------ EXCERPTED RECORDS ------
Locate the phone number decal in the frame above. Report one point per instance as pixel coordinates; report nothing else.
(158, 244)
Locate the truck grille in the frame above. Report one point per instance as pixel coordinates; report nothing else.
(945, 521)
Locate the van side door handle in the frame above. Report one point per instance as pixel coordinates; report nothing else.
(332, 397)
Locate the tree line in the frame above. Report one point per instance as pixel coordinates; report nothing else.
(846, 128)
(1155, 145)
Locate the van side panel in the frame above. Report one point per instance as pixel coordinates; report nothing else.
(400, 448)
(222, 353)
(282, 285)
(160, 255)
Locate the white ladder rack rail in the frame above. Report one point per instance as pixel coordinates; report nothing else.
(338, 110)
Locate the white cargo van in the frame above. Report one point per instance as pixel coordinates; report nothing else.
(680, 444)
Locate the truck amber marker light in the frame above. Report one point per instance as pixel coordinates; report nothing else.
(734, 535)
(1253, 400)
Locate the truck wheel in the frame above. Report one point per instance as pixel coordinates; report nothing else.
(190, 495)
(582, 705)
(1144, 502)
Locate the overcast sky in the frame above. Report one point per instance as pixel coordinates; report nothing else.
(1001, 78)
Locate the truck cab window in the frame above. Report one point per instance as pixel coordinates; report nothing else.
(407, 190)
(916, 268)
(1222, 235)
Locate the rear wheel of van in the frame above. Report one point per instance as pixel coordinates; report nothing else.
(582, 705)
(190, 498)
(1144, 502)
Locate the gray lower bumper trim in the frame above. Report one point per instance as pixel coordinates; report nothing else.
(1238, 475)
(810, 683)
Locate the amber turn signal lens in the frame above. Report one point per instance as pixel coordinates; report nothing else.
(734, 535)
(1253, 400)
------
:: REQUIRED WORK ::
Reproduce the material above without altering a single character.

:: TASK RESPONSE ::
Locate the phone number decal in the frame above. Report one point per instance as pixel coordinates; report nothing else.
(158, 244)
Locate the truck grille in the frame above. Report one point per instance as pixel coordinates; report nothing else.
(945, 521)
Locate the van side door handle in the frame above. Report one point per instance as pixel coordinates; report nothing else.
(332, 397)
Locate the tree line in the frame above. Report one point per instance as pixel coordinates; report nothing else.
(846, 128)
(1155, 145)
Locate the van side panel in the frame above. Report one point per instance as pixel coordinates; report nothing else.
(400, 448)
(222, 353)
(282, 285)
(160, 255)
Locate the white ladder rack rail in the frame above. Report one point per instance as pixel coordinates; report nothing else.
(338, 110)
Locate the white cargo van in the frame above. Report one point per instance as pixel coordinates; report nothing else.
(680, 444)
Locate the truck amber marker light in the frame above. Report one point per instance as pixel coordinates; report nothing else.
(734, 535)
(1253, 400)
Locate the truck wheel in the frame above. Report one point per instance as pixel coordinates; report nothing else.
(190, 495)
(582, 705)
(1144, 502)
Locate the overcast sky in the frame above. Report one point per instance as pixel coordinates; report nothing else.
(1001, 78)
Locate the truck cab window in the frame above. Report one point per instance as pixel coordinates; report nothing else.
(407, 190)
(916, 268)
(1222, 235)
Locate the rear wheel of van in the frame above. Report one point per instance as pixel coordinates; report nothing else.
(582, 705)
(190, 498)
(1144, 502)
Locate the gray lower bumper trim in the frame above. Report one point per instance as pixel coordinates; report nothing else.
(1238, 475)
(810, 683)
Locate the amber turn signal lens in the frame above. Report one point per instance as pixel coordinates; report nothing else.
(734, 535)
(1253, 400)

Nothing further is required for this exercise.